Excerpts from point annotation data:
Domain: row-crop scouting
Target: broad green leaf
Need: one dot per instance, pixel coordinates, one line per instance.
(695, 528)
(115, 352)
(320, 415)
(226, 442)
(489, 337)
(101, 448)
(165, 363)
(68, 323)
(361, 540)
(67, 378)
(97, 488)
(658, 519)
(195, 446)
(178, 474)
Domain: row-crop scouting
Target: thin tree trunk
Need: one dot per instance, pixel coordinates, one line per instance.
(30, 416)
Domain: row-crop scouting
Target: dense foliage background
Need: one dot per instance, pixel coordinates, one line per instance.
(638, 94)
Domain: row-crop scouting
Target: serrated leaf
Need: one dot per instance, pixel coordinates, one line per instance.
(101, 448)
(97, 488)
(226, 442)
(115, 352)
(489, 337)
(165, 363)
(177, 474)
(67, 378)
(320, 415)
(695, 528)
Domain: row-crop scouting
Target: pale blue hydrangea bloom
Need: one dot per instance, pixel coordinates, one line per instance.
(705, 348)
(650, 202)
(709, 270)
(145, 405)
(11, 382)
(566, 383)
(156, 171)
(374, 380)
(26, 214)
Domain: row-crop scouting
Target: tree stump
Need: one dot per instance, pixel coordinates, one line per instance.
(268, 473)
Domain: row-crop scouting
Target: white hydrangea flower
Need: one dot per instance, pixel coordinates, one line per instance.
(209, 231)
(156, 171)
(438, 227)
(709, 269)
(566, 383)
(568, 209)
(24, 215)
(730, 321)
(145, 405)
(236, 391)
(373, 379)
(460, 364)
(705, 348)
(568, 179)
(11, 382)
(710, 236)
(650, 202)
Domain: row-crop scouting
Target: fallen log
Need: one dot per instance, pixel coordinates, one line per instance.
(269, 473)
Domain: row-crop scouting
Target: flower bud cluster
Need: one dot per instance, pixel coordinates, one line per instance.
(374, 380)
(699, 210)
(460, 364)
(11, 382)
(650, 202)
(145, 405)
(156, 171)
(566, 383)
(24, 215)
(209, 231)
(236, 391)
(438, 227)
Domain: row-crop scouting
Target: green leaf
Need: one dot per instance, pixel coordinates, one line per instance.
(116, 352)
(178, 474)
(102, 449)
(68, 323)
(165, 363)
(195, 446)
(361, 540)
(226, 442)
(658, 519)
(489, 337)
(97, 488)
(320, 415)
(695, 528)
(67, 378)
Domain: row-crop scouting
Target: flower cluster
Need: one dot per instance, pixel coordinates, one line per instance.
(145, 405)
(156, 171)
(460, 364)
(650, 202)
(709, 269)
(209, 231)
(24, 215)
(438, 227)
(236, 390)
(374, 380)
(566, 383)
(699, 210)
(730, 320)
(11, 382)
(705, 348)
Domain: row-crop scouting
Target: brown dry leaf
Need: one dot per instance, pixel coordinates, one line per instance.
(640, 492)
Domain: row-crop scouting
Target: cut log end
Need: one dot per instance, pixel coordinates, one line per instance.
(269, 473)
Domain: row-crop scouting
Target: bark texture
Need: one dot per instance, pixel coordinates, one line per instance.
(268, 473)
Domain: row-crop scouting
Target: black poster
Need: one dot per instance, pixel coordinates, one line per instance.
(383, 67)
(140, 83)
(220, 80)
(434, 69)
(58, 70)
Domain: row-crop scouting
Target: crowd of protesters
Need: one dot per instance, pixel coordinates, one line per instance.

TASK DETAILS:
Return every entry verbatim.

SOLUTION FOR THIS PROBLEM:
Domain: row-crop scouting
Target: broad green leaf
Need: one dot per instance, pixel coordinates, one line per instance.
(695, 528)
(115, 352)
(320, 415)
(226, 442)
(489, 337)
(101, 448)
(165, 363)
(68, 323)
(361, 540)
(67, 378)
(97, 488)
(658, 519)
(195, 446)
(178, 474)
Domain: row-crop scouting
Target: thin tree trunk
Need: one dot per instance, pixel coordinates, one line per instance.
(30, 416)
Domain: row-crop scouting
Target: dense foliage background
Need: one dot per instance, pixel coordinates, one line per instance.
(638, 94)
Domain: row-crop scouting
Target: serrated leaf
Need: one dot per instance, pixel coordinates, one line per instance.
(101, 448)
(97, 488)
(226, 442)
(115, 352)
(489, 337)
(165, 363)
(177, 474)
(67, 378)
(320, 415)
(695, 528)
Domain: row-crop scouting
Target: pale blue hydrangea bloom
Need: one dot per instance, pixel coordinates, one line per instance.
(705, 348)
(650, 202)
(709, 270)
(145, 405)
(11, 382)
(566, 383)
(156, 171)
(374, 380)
(26, 214)
Domain: row-crop scouting
Target: tree stump
Need: one dot per instance, pixel coordinates, one line per instance.
(268, 473)
Domain: row-crop scouting
Target: white hydrangea flower
Need: one dot per instance, pixel coordinates, one line per instance.
(209, 231)
(156, 171)
(438, 227)
(709, 269)
(566, 383)
(568, 209)
(24, 215)
(730, 321)
(145, 405)
(236, 391)
(373, 379)
(460, 364)
(705, 348)
(568, 179)
(11, 382)
(710, 236)
(650, 202)
Domain: row-crop scouting
Target: fallen log
Need: one dot per instance, pixel coordinates, one line per instance.
(269, 473)
Domain: row-crop scouting
Target: flower bud cluster
Need: one dot per instance, pixel coordinates, one line per instance.
(374, 380)
(699, 210)
(460, 364)
(11, 382)
(650, 202)
(145, 405)
(156, 171)
(566, 383)
(24, 215)
(209, 231)
(236, 391)
(438, 227)
Domain: row-crop scouting
Target: green leaf
Need: one dot per instance, pixel coordinates, one line per instance.
(116, 352)
(178, 474)
(102, 449)
(68, 323)
(165, 363)
(195, 446)
(361, 540)
(226, 442)
(658, 519)
(489, 337)
(97, 488)
(320, 415)
(695, 528)
(67, 378)
Domain: row-crop scouting
Target: flower cluster
Need: one dot per instance, pixel coordinates, one line per instance.
(145, 405)
(156, 171)
(460, 364)
(650, 202)
(709, 269)
(209, 231)
(24, 215)
(438, 227)
(236, 390)
(374, 380)
(566, 383)
(699, 210)
(730, 320)
(11, 382)
(705, 348)
Domain: row-crop scouting
Target: brown dry leaf
Need: one dot per instance, pixel coordinates, one line per instance.
(640, 492)
Domain: row-crop scouting
Target: cut log end
Need: one dot per instance, pixel coordinates, one line per instance.
(269, 473)
Domain: row-crop scouting
Target: bark texture
Need: one dot per instance, pixel coordinates, one line per instance.
(268, 473)
Domain: row-crop scouting
Target: black poster
Need: one dot per instance, pixel coordinates, one line per instance.
(383, 67)
(140, 83)
(220, 80)
(434, 69)
(58, 70)
Domain: row-crop scouting
Target: crowd of protesters
Need: one dot per instance, pixel coordinates, one line per instance.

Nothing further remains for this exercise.